* _Fragment tekstu_:
# # # #

Zadaję Pani Minister pytanie numer 3

styczeń 20, 2010 by
Kategoria: Projekt edukacji

Zaczynamy cykl pytań, które w świetle propozycji Ministerstwa z naszej strony paść powinny. Tych, którzy jeszcze nie zapoznali się z problemem odsyłam tutaj: http://www.zespoldowna.info/masz-dziecko-ktre-potrzebuje-pomocy-w-zakresie-edukacji-jezeli-tak-to-ten-artykul-jest-dla-ciebie-i-powiedz-o-nim-wszystkim-twoim-znajomym/

Kolejne pytanie do Pani Minister. Przy tej okazji pokażę jak można to zrobić.

1.Moje pytanie brzmi:

Szanowna Pani Minister, lektura założeń w zakresie zmian w nauczaniu dzieci z deficytami edukacyjnymi jest imponująca i z pewnością jest “krokiem do przodu”. Jednakże w świetle raportu z projektu Wszystko Jasne, który można znaleźć na naszej stronie  http://www.zespoldowna.info/raport-z-projektu-wszystko-jasne/ jednoznacznie wynika, że wiele zapisów już istniejących, a z pewnością bardzo istotnych, takich jak: przyjmowanie WSZYSTKICH dzieci z orzeczeniem, konieczność realizacji zapisów z orzeczeń są zapisami CAŁKOWICIE NIEREALIZOWANYMI PRZEZ DYREKTORÓW PLACÓWEK OŚWIATOWYCH przez co zapisy te są martwe.

Zatem w jaki sposób chce Pani wprowadzić NOWE MECHANIZMY o których mowa w dokumentach? Wydaje się z dotychczasowej praktyki, że bez rozwiązań FINASOWYCH i mechanizmów kontrolnych weryfikujących takie postawy o których mówię wyżej, Pani propozycje powiększą grono przepisów martwych nie usprawniających systemu, a jeszcze bardziej go komplikując i ograniczając?

# # # #

* _Dostarczony materiał_:
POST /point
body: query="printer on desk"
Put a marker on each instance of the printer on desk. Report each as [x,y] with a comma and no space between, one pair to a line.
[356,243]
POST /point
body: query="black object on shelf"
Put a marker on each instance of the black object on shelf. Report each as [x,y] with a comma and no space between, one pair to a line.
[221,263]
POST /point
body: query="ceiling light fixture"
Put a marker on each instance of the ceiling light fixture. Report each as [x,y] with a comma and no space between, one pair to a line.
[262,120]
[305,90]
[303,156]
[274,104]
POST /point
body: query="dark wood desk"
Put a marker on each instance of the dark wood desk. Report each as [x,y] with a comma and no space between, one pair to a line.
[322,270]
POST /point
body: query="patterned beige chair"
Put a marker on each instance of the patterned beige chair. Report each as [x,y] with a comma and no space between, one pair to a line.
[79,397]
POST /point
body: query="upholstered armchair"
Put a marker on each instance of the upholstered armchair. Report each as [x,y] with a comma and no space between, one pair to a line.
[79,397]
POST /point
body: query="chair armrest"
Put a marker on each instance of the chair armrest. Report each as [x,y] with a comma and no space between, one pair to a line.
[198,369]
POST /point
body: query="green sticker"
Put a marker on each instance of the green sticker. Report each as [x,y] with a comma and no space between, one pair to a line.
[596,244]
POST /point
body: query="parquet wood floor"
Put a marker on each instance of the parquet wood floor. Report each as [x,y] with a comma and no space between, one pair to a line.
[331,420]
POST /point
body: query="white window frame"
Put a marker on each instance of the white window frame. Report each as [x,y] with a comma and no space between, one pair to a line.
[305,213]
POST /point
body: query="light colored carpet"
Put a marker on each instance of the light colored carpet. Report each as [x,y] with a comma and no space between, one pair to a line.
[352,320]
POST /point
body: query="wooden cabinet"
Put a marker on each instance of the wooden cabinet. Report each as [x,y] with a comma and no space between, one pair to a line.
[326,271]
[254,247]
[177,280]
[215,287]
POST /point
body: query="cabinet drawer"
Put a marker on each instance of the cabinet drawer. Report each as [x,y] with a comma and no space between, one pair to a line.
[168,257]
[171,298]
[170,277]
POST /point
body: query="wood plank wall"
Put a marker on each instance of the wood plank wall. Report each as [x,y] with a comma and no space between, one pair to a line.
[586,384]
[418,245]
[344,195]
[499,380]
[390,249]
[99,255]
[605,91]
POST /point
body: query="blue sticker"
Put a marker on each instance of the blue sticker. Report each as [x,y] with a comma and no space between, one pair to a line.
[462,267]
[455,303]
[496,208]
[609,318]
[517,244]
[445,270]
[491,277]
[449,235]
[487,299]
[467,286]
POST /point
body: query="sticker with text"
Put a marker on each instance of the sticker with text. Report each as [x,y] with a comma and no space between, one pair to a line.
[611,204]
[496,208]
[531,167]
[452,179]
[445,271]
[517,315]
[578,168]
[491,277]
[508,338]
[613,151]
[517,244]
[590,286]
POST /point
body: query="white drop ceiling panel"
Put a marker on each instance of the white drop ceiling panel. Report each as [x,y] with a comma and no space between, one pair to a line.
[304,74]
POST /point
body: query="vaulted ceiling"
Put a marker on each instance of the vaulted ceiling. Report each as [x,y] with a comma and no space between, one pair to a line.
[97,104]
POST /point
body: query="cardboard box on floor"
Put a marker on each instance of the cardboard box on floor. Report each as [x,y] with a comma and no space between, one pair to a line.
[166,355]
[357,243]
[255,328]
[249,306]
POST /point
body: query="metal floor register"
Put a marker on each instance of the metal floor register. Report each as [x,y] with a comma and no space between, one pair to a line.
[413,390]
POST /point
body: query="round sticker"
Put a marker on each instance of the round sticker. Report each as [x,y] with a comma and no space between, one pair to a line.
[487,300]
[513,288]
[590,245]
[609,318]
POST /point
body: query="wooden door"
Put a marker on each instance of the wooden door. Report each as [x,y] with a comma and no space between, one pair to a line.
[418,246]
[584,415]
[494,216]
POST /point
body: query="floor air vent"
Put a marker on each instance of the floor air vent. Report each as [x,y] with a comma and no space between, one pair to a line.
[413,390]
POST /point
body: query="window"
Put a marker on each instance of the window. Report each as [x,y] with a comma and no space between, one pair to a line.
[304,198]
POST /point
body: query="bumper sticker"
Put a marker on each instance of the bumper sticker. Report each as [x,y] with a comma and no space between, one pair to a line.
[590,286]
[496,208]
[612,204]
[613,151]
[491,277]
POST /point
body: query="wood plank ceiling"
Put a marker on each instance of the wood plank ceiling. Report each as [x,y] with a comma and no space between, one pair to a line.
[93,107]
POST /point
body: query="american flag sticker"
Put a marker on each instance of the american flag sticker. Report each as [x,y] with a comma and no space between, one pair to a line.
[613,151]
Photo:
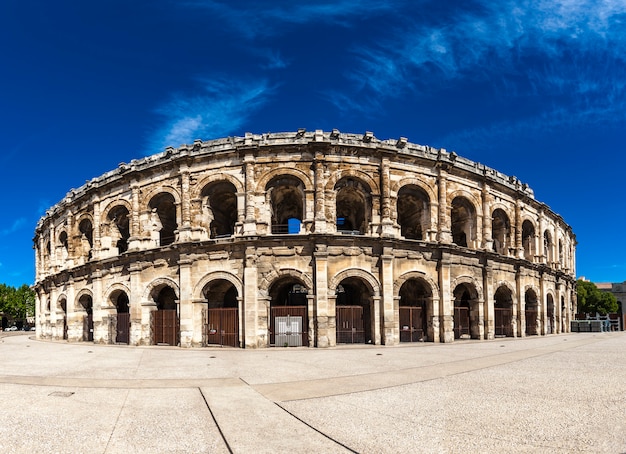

# # # #

* _Polecenia do wykonania_:
**A)** Jak nazywa się projekt, na którego raport powołuje się fragment tekstu?
**B)** Podaj wiernie część fragmentu tekstu, zaczynając od słów „Zadaję Pani Minister” i kończąc na słowach „można to zrobić.”.

* _Rozwiązania zadań_:
**A)** Wszystko Jasne.

**B)**
Zadaję Pani Minister pytanie numer 3

styczeń 20, 2010 by
Kategoria: Projekt edukacji

Zaczynamy cykl pytań, które w świetle propozycji Ministerstwa z naszej strony paść powinny. Tych, którzy jeszcze nie zapoznali się z problemem odsyłam tutaj: http://www.zespoldowna.info/masz-dziecko-ktre-potrzebuje-pomocy-w-zakresie-edukacji-jezeli-tak-to-ten-artykul-jest-dla-ciebie-i-powiedz-o-nim-wszystkim-twoim-znajomym/

Kolejne pytanie do Pani Minister. Przy tej okazji pokażę jak można to zrobić.